■ **What you have to do**: List each line of the records below that contains the word "trunk".

■ **Entries shown**:
====

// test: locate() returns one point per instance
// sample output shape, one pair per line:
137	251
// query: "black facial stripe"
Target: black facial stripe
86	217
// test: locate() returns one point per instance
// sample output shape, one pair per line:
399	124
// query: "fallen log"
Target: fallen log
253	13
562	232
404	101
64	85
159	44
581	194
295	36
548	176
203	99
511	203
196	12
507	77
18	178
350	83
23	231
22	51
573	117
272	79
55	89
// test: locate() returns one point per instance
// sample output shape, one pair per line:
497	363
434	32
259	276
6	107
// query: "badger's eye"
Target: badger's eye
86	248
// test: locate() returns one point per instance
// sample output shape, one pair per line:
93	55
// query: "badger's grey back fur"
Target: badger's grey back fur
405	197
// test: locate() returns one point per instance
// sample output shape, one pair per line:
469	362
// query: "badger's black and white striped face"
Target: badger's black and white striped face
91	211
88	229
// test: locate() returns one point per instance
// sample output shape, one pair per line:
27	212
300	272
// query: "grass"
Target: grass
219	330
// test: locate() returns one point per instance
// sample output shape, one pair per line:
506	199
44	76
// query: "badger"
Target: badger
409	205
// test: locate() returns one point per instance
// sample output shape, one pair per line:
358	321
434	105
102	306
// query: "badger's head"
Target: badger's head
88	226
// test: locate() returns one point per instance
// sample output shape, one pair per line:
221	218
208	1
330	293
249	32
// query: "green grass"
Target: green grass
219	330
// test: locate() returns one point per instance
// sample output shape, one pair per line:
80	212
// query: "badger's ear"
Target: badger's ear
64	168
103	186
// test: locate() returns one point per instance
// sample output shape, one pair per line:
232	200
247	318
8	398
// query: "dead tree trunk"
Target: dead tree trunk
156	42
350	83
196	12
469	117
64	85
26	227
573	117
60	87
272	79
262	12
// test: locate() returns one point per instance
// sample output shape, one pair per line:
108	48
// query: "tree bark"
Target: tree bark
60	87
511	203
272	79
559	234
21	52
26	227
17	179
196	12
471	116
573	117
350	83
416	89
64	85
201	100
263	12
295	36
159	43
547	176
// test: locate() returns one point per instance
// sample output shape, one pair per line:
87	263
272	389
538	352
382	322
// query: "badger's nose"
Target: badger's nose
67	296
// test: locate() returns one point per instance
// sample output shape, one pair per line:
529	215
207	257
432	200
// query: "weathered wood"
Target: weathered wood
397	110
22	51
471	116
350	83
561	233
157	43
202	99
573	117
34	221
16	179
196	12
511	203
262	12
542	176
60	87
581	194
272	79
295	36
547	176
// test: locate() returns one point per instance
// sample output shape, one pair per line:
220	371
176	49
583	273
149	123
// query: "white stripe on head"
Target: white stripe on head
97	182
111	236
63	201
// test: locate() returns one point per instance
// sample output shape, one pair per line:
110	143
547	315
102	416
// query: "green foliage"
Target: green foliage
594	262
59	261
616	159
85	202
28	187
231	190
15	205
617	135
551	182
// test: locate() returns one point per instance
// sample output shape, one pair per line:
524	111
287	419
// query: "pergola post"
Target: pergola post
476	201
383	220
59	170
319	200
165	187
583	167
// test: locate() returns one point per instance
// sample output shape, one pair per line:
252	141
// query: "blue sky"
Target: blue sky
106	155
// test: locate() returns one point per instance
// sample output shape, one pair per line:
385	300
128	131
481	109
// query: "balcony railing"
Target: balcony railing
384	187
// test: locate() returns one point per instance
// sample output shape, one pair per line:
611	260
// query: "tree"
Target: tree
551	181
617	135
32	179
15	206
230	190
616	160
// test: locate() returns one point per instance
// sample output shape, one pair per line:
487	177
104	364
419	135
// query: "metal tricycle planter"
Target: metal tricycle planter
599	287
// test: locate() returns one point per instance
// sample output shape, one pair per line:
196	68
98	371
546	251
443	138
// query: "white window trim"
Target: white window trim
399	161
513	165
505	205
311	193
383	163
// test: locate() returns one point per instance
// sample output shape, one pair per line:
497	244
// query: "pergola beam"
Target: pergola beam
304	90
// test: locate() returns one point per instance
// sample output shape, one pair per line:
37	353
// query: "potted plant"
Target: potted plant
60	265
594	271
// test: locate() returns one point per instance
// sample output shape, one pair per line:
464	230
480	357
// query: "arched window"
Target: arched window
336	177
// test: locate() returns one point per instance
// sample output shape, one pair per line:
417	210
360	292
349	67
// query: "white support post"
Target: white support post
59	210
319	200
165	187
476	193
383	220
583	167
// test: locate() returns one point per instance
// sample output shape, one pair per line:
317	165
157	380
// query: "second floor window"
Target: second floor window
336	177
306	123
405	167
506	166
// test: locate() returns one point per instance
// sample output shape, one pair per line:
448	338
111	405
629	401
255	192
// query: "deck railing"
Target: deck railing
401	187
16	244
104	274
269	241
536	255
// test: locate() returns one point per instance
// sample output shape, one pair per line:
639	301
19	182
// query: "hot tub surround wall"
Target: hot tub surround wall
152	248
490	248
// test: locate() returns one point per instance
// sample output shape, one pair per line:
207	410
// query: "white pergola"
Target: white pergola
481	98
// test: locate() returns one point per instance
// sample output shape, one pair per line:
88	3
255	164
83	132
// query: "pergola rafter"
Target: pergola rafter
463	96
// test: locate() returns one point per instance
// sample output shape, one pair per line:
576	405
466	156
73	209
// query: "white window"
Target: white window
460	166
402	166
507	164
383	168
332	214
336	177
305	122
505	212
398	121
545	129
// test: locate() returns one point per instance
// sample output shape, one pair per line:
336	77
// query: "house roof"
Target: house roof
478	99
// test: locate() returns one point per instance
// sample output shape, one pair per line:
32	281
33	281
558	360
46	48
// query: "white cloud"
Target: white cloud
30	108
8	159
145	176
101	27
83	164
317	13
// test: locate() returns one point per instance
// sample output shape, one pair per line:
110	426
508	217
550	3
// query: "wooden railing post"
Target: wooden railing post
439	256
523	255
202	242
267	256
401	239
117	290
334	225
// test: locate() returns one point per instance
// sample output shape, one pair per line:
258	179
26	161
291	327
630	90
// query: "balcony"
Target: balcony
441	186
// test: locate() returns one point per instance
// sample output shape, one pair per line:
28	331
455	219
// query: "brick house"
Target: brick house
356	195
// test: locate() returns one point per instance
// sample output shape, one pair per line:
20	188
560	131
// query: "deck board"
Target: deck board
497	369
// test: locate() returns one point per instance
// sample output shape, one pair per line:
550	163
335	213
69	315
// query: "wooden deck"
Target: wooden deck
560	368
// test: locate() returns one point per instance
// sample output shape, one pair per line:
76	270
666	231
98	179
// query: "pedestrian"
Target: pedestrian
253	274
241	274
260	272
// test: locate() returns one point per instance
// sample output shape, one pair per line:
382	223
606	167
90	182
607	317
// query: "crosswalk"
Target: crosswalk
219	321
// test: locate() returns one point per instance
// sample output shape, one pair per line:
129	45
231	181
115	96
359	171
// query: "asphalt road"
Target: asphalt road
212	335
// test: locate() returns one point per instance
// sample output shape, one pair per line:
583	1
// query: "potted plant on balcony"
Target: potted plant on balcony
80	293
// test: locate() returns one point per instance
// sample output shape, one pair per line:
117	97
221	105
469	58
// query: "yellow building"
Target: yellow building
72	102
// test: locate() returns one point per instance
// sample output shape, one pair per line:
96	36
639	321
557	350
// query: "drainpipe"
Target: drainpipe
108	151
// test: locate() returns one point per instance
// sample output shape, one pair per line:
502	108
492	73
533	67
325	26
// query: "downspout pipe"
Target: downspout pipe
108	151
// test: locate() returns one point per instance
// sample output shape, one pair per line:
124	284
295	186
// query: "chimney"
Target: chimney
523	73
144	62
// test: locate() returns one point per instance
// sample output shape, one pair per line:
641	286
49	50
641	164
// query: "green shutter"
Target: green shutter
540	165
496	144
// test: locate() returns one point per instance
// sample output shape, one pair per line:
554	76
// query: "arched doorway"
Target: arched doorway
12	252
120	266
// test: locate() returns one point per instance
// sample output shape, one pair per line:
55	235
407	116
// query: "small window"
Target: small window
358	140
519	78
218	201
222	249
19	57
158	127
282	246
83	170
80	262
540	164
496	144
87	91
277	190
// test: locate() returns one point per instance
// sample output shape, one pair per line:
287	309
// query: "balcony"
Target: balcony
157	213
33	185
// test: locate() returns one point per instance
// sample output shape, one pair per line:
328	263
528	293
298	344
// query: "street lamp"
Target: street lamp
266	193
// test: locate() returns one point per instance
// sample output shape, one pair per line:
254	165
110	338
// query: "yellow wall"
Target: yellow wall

====

■ **Problem solution**:
// query: "dead tree trunk"
Target: dead tree trunk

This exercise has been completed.